◆ Written problem ◆
Write out every one of the rows below word for word, changing nothing.

Coordinate annotation records
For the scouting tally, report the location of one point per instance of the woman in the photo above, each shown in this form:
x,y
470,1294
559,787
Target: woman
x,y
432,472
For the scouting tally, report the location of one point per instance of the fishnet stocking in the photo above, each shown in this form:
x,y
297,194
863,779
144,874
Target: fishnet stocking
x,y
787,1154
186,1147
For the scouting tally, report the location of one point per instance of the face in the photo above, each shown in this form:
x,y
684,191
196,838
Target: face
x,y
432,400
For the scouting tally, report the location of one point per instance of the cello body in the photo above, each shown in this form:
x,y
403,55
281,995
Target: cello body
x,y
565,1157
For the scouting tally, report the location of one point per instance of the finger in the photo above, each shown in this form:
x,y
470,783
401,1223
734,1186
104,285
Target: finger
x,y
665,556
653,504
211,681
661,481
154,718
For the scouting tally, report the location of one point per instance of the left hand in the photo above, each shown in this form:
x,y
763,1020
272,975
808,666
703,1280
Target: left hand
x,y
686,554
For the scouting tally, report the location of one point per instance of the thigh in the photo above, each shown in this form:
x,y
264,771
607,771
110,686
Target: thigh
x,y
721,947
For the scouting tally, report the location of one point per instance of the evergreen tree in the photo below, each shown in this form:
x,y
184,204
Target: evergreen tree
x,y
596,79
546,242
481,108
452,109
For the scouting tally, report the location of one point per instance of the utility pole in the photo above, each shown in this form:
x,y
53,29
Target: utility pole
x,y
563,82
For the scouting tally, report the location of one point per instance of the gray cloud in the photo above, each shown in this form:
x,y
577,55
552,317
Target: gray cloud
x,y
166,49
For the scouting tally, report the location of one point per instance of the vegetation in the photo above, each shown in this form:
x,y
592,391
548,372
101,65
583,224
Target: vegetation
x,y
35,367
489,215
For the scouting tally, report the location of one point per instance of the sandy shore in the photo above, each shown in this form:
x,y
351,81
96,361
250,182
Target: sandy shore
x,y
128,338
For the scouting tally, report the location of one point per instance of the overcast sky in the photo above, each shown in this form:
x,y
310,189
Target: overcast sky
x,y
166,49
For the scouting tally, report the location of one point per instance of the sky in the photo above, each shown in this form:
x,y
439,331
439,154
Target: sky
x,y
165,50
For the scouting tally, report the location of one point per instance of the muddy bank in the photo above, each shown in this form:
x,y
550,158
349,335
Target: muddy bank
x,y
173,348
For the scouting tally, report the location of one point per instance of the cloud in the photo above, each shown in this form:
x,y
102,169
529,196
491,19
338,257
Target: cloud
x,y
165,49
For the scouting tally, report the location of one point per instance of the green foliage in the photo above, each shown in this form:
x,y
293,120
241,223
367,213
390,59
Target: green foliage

◆ Output below ◆
For the scouting tally, report the location of one point per instance of the woman in the photo above, each shown in this form:
x,y
470,1294
559,787
Target: woman
x,y
432,472
For the scouting tally, report the location of one point per instance of the fishnet stocking in the photo above, each shown in this form:
x,y
297,194
863,779
144,874
Target: fishnet stocking
x,y
787,1154
186,1147
For the scouting tally, report the location of one point per instance of the face in the photo above, each shown in this form:
x,y
684,191
196,838
Target: face
x,y
432,400
For the scouting tally, report the location of one point per instance of the cello body in the photo above, each shown in this form:
x,y
403,55
281,995
Target: cello body
x,y
565,1157
For the scouting tally, report the location of one point per instance of the finger in the photo above, each shown in this form:
x,y
470,783
401,1223
734,1186
104,285
Target: finger
x,y
665,556
653,504
211,681
661,481
154,718
For the scouting tally, report the location of one point per instance of the left hand in the photo above, each shown in this form:
x,y
763,1020
272,975
808,666
703,1280
Target: left hand
x,y
686,554
For the scouting tally, report the location of one point per instance of the thigh in the photo above, each shown in this form:
x,y
264,771
607,771
110,686
Target: thigh
x,y
721,947
For the scouting tally, report the location of one point per instance of the evergreen tree in the photo below, each shown in this form:
x,y
184,204
Target: evergreen tree
x,y
596,79
546,242
481,108
452,109
For the scouting tally, report the location of one point per instance of the utility pole in the photo above, each shown in this form:
x,y
53,29
Target: utility pole
x,y
563,82
For the scouting tally, report the location of one point per instance of the gray cloud in the photo above, each shown in this form:
x,y
577,55
552,317
Target: gray cloud
x,y
166,49
For the scouting tally, report the location of one point per instance of the vegetation in the photo above, each shown in this form:
x,y
592,391
548,372
101,65
583,224
Target: vegetation
x,y
35,367
489,215
For the scouting tally, report the location of one point per instance of the sandy shore in the photo above, each shown in this form:
x,y
351,81
96,361
250,182
Target: sandy shore
x,y
128,338
For the scouting tally, report the location of one point per instance of the overcast sky in the photo above, each shown in this form:
x,y
310,189
Target: overcast sky
x,y
166,49
For the scouting tally, report the location of one point per instance of the sky in the photo above, each shown in this form:
x,y
439,331
439,154
Target: sky
x,y
165,50
For the scouting tally, report the location of one point per instance of the muddy bank in the photo above, each shown in this form:
x,y
550,158
349,335
Target: muddy bank
x,y
173,348
For the scouting tally, report the location of one point per instance of the cloud in the photo above, each shown in this form:
x,y
102,169
529,196
491,19
338,257
Target: cloud
x,y
165,49
For the scouting tally, report the location of one point per instance of the green foliage in the photo above, each shown in this form:
x,y
293,120
241,223
367,213
390,59
Target: green foliage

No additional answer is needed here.